_PASSAGE PROVIDED_
This article will discuss one of the powerful analytics services in Azure – Azure Synapse Analytics, along with its components, features, security, and more.
In the mid of 2016, Azure made Azure SQL Data Warehouse service generally available for data warehousing on the cloud. Since then, this service has gone through several iterations, and towards the end of 2019, Microsoft announced that the Azure SQL Data Warehouse service would be rebranded as Azure Synapse Analytics. This service is the de-facto service for combining data warehousing and big data analytics, with many new features of the service in preview as well. In this article, we would learn the details of this service.

_EXTRACTED ENTRIES_
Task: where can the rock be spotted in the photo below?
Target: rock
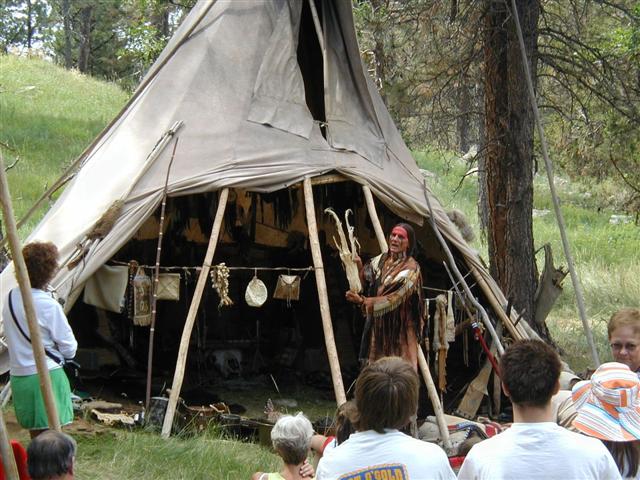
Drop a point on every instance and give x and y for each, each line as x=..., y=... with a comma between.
x=620, y=219
x=540, y=213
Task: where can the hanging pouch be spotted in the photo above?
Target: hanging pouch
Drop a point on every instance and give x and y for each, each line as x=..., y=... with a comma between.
x=168, y=286
x=256, y=292
x=141, y=298
x=287, y=288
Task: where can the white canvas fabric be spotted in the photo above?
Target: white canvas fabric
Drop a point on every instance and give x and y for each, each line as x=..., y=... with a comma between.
x=240, y=96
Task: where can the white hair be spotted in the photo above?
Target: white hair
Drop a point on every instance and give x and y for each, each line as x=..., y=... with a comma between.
x=291, y=437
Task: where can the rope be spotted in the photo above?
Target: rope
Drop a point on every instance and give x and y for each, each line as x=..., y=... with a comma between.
x=485, y=347
x=174, y=267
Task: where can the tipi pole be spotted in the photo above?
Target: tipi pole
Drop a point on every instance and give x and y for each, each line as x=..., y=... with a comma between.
x=191, y=316
x=373, y=215
x=8, y=459
x=459, y=276
x=435, y=400
x=27, y=299
x=577, y=287
x=156, y=275
x=314, y=241
x=422, y=361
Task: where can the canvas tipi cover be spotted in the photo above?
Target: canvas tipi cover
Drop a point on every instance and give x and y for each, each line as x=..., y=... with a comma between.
x=231, y=75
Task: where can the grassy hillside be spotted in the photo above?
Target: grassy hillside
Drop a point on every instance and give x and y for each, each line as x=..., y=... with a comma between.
x=48, y=115
x=607, y=256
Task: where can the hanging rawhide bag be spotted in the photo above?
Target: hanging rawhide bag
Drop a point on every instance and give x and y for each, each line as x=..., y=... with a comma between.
x=287, y=288
x=141, y=298
x=168, y=287
x=256, y=293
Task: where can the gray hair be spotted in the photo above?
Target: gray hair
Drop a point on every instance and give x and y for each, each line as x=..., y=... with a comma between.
x=50, y=454
x=291, y=438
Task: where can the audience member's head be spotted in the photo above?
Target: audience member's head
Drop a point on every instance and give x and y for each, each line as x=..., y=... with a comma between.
x=346, y=421
x=386, y=394
x=41, y=259
x=530, y=372
x=50, y=456
x=291, y=437
x=624, y=337
x=608, y=407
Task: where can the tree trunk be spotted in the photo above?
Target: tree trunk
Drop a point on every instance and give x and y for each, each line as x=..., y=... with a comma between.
x=66, y=19
x=84, y=53
x=508, y=158
x=4, y=258
x=483, y=208
x=29, y=25
x=463, y=120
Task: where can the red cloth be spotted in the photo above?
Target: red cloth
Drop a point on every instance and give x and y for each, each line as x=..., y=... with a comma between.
x=20, y=455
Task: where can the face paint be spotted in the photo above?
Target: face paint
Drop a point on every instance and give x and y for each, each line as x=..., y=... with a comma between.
x=400, y=232
x=398, y=240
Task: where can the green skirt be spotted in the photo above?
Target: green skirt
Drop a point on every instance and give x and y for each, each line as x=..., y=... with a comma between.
x=28, y=402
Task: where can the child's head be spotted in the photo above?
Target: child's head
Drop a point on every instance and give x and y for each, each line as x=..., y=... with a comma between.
x=346, y=420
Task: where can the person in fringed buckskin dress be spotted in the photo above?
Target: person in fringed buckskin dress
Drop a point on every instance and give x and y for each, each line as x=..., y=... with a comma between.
x=392, y=300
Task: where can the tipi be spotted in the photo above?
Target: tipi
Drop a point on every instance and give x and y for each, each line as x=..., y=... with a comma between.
x=263, y=97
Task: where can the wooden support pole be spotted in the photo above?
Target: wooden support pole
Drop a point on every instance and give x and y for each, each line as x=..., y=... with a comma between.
x=332, y=353
x=191, y=316
x=27, y=300
x=435, y=400
x=577, y=287
x=8, y=459
x=156, y=278
x=373, y=215
x=497, y=308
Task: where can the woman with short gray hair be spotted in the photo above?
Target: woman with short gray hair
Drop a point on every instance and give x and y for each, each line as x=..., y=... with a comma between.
x=291, y=439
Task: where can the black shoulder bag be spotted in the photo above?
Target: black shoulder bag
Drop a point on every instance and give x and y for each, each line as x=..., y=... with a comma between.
x=71, y=367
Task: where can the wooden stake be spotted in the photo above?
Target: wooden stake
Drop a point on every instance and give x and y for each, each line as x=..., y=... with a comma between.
x=497, y=308
x=373, y=215
x=156, y=277
x=27, y=300
x=8, y=459
x=191, y=316
x=334, y=362
x=435, y=400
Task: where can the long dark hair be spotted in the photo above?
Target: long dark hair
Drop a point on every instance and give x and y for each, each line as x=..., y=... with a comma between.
x=626, y=455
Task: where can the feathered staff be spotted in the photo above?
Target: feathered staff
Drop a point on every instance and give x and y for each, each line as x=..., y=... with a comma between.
x=348, y=250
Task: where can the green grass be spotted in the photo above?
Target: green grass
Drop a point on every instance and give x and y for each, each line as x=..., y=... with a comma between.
x=48, y=116
x=140, y=456
x=606, y=256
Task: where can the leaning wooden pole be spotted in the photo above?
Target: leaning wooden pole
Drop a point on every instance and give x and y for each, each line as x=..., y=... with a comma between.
x=27, y=300
x=422, y=361
x=375, y=221
x=577, y=287
x=178, y=376
x=314, y=241
x=435, y=400
x=156, y=277
x=8, y=459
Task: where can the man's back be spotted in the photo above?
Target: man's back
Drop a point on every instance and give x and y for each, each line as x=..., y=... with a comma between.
x=392, y=455
x=539, y=451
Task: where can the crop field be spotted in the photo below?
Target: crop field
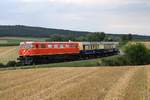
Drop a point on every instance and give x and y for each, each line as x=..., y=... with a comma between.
x=94, y=83
x=9, y=53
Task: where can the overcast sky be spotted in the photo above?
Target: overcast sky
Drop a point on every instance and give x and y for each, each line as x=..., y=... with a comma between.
x=111, y=16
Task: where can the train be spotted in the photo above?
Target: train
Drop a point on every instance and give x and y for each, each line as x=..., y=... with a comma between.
x=45, y=52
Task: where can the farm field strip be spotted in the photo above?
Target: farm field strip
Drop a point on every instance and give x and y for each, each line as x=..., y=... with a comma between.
x=16, y=82
x=90, y=83
x=33, y=78
x=62, y=83
x=148, y=82
x=51, y=78
x=8, y=54
x=117, y=90
x=95, y=83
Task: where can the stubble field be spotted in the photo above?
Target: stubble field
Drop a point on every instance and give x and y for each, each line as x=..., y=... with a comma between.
x=95, y=83
x=9, y=53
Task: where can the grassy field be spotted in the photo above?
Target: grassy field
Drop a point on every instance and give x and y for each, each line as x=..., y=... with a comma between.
x=14, y=41
x=9, y=53
x=96, y=83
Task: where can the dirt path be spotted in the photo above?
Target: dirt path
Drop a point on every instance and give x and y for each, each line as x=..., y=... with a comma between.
x=117, y=90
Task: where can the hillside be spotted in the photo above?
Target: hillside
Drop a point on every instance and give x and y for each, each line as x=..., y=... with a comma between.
x=28, y=31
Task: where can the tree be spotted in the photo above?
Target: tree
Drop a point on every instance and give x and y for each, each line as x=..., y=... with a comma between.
x=137, y=54
x=96, y=36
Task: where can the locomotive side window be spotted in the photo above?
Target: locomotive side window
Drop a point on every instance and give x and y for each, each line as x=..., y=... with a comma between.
x=55, y=46
x=50, y=46
x=61, y=46
x=43, y=46
x=36, y=46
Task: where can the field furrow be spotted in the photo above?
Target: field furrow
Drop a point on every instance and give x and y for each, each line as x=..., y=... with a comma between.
x=95, y=83
x=118, y=89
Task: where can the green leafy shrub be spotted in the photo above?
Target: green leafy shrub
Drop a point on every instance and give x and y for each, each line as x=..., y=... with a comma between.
x=115, y=61
x=2, y=65
x=137, y=54
x=11, y=64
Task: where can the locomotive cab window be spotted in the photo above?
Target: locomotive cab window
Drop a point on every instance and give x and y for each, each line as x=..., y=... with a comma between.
x=43, y=46
x=50, y=46
x=36, y=46
x=55, y=46
x=61, y=46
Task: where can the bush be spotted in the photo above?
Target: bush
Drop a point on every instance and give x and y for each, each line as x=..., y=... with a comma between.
x=11, y=64
x=2, y=65
x=137, y=54
x=115, y=61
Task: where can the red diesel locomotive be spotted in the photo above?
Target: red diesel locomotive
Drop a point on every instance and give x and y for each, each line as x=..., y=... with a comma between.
x=45, y=52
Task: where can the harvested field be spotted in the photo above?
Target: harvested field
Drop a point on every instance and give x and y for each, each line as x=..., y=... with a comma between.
x=96, y=83
x=9, y=53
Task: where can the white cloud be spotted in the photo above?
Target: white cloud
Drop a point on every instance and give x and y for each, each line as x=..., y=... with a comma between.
x=90, y=2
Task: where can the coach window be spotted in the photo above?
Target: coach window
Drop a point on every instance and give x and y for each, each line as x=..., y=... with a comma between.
x=55, y=46
x=61, y=46
x=50, y=46
x=43, y=46
x=67, y=45
x=36, y=46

_CHALLENGE_
Summarize the article on Azure Synapse Analytics in two sentences.

_EXERCISE RESULT_
Azure made its SQL Data Warehouse service generally available for cloud data warehousing in mid-2016, and after several iterations Microsoft announced toward the end of 2019 that it would be rebranded as Azure Synapse Analytics. The article presents this service as the de facto choice for combining data warehousing and big data analytics and says it will cover its components, features, security, and more.